++++ TRECHO FORNECIDO ++++

Reconhecendo que a perda do controle emocional é uma resposta do trauma, e que a simples vontade de ir pra cima da criança não era saudável, preferi sair. Ainda consegui dizer para meu filho “não é sua culpa, não estou saindo por sua causa, mas porque eu preciso dar conta da minha raiva”.
Difícil, mas revelador reconhecer que carregamos emoções tão profundas que pode até dar vergonha de olhar. Por mais que houvesse sim um comportamento inadequado da criança, a parte de responder com uma explosão de raiva é minha, e sabendo dos danos que isso pode causar, cabe a mim cuidar para mudar um padrão de minha criação que não ouso reproduzir, que é a punição batendo. O esposo ficou com o filho, eu saí para cuidar da 'Pa', nome carinhoso que dei à esta parte agressiva que residia em mim.
Com a intenção de deixar a poeira baixar, levei Pa para passear. Chovia forte, peguei um guarda-chuva vermelho e saímos bem grudadinhas ali embaixo. Pa tinha uma expressão assustada, parecia querer chorar, mas não conseguia. Estava entorpecida, congelada, sua mão fria. Seu nervosismo era palpável. Pa tremia. Eu percebia que, por trás da raiva que expressava, havia tristeza e desamparo.
Respirei fundo, coloquei a atenção nas sensações do meu corpo, senti a minha base, os pés pisando no chão, ao mesmo tempo que escutava a chuva e prestava atenção no que se passava ao redor. Pa percebeu que eu estava ali para ampará-la e foi se acalmando. Era hora de quebrar o silêncio. Perguntei:
- O que se passa com você? Me conta.

++++ LINHAS DO EXERCÍCIO ++++

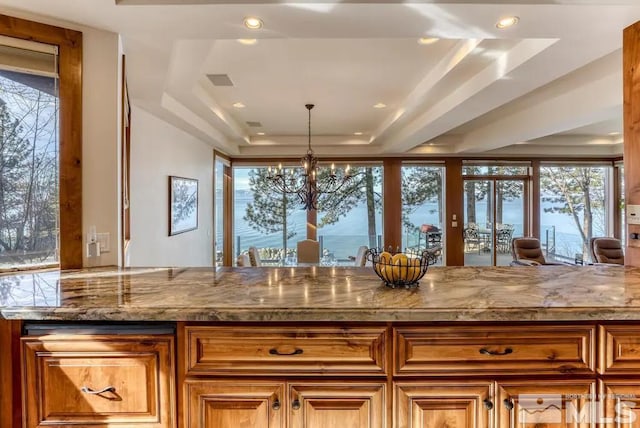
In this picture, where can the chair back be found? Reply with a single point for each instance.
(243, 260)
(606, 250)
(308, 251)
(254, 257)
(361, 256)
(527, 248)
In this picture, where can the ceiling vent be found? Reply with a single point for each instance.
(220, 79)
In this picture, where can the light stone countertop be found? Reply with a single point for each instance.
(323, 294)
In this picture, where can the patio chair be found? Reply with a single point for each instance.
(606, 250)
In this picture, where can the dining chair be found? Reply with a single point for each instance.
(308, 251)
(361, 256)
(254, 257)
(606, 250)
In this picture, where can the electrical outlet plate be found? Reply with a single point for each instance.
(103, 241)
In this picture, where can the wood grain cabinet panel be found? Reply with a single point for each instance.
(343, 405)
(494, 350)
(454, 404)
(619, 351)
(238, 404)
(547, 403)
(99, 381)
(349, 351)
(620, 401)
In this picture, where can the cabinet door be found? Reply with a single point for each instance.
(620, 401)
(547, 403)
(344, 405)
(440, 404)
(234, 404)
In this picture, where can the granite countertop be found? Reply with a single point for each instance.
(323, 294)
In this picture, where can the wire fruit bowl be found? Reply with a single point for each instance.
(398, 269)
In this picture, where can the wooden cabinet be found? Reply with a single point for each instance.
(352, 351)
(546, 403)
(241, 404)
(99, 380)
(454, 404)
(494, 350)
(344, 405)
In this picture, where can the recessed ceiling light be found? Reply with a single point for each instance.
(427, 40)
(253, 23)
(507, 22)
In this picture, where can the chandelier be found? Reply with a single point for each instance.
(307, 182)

++++
++++ LINHAS DO EXERCÍCIO ++++

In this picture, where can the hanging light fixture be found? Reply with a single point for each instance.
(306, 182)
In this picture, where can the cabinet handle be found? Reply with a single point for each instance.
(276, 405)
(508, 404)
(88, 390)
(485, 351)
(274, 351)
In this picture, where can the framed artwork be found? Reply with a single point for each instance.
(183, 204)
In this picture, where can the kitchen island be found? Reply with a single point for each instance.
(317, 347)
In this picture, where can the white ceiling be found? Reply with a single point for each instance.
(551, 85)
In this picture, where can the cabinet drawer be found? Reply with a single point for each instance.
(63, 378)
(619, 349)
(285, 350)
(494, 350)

++++

** TAREFAS A REALIZAR **
A: Reproduza fielmente o trecho do relato acima, desde "Difícil, mas revelador" até "residia em mim.", incluindo essas palavras.
B: Identifique todas as linhas acima em que aparece a palavra "light" e copie cada uma delas.

** RESPOSTAS ÀS TAREFAS **
A:
Difícil, mas revelador reconhecer que carregamos emoções tão profundas que pode até dar vergonha de olhar. Por mais que houvesse sim um comportamento inadequado da criança, a parte de responder com uma explosão de raiva é minha, e sabendo dos danos que isso pode causar, cabe a mim cuidar para mudar um padrão de minha criação que não ouso reproduzir, que é a punição batendo. O esposo ficou com o filho, eu saí para cuidar da 'Pa', nome carinhoso que dei à esta parte agressiva que residia em mim.

B:
In this picture, where can the light stone countertop be found? Reply with a single point for each instance.
In this picture, where can the recessed ceiling light be found? Reply with a single point for each instance.
In this picture, where can the hanging light fixture be found? Reply with a single point for each instance.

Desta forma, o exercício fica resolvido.